Extracted entries:
=-=-=
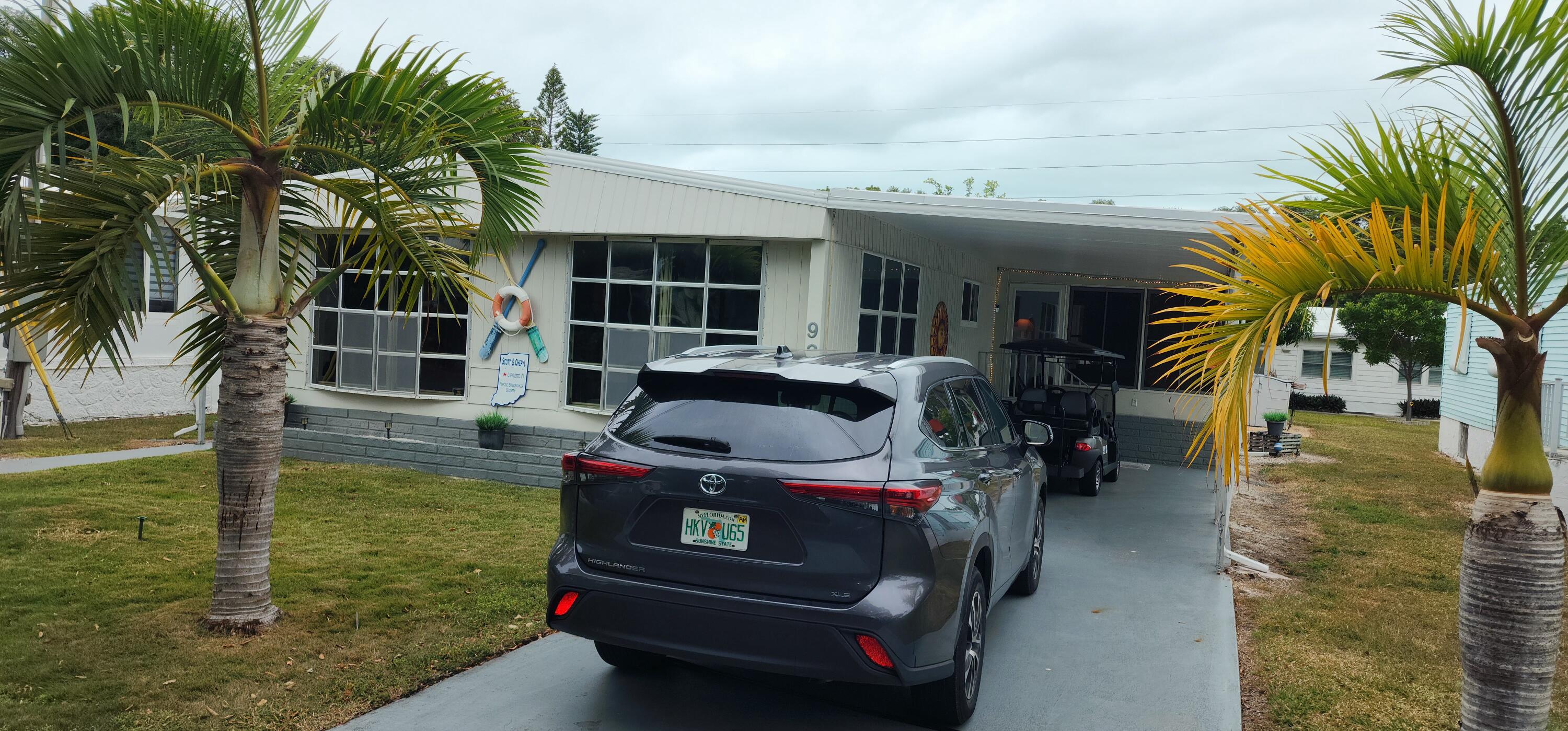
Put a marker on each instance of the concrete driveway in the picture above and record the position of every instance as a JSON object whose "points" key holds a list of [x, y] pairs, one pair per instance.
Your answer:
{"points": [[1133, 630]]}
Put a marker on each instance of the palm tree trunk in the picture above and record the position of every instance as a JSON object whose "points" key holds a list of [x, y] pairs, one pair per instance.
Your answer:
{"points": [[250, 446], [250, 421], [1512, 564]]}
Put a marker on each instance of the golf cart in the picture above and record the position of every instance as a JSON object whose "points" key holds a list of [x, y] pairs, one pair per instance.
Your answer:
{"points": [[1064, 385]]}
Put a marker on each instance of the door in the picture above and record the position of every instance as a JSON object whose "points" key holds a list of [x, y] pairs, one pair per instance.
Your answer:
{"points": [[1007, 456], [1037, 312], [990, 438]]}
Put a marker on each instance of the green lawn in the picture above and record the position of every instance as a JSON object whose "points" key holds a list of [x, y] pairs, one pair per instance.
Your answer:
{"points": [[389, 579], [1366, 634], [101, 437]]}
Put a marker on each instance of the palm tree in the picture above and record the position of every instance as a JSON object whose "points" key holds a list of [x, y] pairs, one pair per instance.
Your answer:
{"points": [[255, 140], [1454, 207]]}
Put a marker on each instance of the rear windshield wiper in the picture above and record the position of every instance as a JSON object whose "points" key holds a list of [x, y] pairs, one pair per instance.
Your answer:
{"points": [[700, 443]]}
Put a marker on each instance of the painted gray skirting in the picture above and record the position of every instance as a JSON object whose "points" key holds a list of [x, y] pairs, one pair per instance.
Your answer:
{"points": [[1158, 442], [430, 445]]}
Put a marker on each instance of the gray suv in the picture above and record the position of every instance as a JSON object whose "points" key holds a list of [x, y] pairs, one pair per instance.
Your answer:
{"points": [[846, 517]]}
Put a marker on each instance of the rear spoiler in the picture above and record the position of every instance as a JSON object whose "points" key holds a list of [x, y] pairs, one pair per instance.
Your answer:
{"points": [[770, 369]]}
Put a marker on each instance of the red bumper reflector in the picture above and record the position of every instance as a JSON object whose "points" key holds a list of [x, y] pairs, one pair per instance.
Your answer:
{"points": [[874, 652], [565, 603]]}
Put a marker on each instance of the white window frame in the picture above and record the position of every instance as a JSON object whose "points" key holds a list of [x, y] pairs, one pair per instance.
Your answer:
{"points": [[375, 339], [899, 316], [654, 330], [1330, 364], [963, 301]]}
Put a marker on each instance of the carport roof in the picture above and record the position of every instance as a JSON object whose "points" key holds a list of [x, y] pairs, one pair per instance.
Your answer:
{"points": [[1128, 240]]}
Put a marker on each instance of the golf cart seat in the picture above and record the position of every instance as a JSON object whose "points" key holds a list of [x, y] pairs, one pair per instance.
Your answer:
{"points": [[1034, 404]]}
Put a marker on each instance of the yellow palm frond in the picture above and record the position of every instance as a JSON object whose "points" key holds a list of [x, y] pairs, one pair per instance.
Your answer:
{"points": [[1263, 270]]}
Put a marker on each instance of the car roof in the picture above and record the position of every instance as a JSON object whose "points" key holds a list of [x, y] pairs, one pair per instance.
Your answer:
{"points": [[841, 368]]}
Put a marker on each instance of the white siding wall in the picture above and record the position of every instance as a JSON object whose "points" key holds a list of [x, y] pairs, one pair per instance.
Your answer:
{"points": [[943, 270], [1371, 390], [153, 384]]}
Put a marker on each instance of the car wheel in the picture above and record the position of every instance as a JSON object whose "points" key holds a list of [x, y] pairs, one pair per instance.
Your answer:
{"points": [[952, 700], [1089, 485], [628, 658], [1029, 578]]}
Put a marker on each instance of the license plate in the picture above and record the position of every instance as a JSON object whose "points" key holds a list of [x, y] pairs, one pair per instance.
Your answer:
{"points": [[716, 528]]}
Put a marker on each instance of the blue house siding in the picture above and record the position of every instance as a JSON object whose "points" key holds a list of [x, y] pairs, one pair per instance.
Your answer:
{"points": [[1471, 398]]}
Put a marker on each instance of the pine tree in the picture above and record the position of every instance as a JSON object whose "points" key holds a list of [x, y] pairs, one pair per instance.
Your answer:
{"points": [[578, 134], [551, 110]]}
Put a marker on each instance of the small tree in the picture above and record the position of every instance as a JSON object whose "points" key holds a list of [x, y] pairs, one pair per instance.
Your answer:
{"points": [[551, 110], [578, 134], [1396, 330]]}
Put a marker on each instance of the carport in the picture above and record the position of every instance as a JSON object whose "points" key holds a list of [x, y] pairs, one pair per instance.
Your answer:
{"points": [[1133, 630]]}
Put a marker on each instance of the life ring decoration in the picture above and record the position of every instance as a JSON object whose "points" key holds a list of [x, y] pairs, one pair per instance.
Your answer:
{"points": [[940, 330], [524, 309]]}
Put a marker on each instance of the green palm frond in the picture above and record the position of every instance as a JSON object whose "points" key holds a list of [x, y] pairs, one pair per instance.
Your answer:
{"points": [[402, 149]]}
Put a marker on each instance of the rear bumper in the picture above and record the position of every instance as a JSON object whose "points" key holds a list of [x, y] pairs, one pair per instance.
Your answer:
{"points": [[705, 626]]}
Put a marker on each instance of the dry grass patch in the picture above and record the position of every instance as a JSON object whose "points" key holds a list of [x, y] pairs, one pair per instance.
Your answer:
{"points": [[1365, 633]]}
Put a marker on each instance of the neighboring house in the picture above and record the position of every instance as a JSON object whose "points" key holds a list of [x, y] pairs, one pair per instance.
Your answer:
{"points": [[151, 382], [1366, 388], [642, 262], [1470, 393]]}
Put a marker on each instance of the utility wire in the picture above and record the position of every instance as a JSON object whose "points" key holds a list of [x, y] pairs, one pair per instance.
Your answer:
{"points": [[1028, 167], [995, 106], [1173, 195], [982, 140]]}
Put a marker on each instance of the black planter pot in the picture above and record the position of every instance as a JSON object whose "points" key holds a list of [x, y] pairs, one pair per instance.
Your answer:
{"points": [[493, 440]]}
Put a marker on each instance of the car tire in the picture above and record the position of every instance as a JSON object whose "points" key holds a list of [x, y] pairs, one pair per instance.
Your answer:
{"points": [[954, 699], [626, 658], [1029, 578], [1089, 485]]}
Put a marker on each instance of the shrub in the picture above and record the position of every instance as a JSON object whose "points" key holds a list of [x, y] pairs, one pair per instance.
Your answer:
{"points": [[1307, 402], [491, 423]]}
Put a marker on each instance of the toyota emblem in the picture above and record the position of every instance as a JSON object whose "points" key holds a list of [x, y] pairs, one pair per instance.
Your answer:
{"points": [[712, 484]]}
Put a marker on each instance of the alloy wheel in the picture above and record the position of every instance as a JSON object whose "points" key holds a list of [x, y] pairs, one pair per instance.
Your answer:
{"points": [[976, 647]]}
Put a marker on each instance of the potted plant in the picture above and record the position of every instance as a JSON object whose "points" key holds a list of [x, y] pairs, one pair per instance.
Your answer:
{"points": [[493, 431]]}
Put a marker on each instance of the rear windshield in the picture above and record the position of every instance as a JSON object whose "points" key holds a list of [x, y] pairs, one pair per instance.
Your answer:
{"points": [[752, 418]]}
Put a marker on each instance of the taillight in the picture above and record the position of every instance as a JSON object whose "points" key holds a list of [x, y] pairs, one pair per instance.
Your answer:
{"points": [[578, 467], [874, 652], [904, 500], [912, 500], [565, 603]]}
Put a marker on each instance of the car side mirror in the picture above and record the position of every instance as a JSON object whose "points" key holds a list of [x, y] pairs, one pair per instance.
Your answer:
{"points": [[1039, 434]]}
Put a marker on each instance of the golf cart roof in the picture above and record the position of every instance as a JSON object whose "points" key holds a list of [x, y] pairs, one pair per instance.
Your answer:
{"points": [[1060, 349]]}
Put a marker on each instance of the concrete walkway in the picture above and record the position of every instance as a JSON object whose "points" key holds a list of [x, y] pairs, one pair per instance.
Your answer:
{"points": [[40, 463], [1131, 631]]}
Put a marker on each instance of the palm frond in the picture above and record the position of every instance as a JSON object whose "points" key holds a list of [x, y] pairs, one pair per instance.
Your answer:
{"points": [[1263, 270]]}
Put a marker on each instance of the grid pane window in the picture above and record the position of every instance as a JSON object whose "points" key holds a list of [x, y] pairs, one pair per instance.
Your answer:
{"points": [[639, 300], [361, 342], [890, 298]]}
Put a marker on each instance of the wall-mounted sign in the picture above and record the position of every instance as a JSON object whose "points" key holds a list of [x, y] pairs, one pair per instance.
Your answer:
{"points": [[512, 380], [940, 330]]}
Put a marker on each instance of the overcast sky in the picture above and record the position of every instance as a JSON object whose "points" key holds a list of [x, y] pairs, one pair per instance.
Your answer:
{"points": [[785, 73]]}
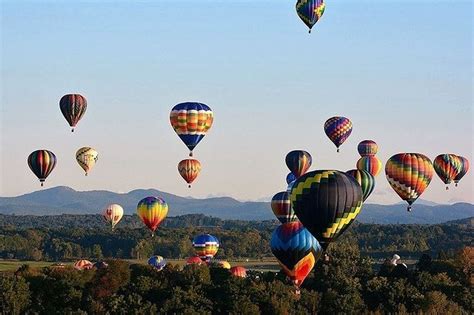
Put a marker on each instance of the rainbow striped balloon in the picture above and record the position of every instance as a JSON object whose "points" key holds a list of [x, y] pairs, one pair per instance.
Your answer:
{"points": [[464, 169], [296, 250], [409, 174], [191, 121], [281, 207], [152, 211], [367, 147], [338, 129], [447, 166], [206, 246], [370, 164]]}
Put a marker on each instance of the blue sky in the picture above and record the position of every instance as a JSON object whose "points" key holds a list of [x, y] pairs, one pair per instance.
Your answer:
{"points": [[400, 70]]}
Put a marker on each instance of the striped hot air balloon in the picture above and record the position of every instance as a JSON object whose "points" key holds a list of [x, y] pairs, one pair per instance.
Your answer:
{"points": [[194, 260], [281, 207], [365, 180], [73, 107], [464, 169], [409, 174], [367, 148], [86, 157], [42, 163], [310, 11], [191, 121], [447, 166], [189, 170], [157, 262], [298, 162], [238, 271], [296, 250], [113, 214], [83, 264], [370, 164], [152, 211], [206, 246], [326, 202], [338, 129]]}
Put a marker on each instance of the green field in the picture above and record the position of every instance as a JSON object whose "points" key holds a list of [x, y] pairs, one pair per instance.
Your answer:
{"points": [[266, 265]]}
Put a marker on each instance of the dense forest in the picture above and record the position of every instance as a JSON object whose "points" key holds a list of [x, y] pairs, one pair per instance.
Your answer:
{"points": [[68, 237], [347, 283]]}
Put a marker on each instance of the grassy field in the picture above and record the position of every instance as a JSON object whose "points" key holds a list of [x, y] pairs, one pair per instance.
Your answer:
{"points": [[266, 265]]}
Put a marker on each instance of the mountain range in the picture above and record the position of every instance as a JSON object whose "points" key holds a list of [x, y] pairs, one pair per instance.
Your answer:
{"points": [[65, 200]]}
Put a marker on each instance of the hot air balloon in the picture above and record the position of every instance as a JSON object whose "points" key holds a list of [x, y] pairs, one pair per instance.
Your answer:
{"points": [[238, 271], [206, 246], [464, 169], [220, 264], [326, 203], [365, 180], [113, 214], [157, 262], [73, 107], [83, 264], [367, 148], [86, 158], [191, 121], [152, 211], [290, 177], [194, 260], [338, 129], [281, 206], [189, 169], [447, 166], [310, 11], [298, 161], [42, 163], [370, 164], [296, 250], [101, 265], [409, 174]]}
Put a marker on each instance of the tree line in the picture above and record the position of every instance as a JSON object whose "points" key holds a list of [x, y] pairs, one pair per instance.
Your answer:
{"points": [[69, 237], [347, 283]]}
=-=-=
Work task: Beginning with the first entry above, reproduce every line verbatim until the line with "Put a marker on each instance of the golf cart in", which is included too; omit pictures.

Output below:
Put a marker on each instance of the concrete driveway in the picture above and record the position of every instance as a JSON object whose "points" key holds a list of [x, y] pairs, one pair per instance.
Your answer:
{"points": [[1133, 630]]}
Put a marker on each instance of the palm tree trunk in the picture above and record the position of every instance as a JSON object whose "points" key holds a list of [x, y] pairs, one pair per instance.
Your answer:
{"points": [[250, 446], [250, 421], [1512, 564]]}
Put a marker on each instance of the golf cart in the picture above and record the position of every instance as a JSON object whose "points" key holds a list of [x, y] pairs, one pair per instance.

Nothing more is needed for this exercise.